Each line of the data must be set down again without a single difference.

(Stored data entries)
——
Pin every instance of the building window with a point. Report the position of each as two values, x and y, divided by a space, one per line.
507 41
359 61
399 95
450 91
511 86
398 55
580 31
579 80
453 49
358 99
——
COMPLETED EXERCISE —
Pin every instance of the building window with a point. Report the position of each as two values, x and y, divided by a space, one per line.
507 41
359 61
399 95
450 91
511 86
398 55
580 31
579 80
453 49
358 99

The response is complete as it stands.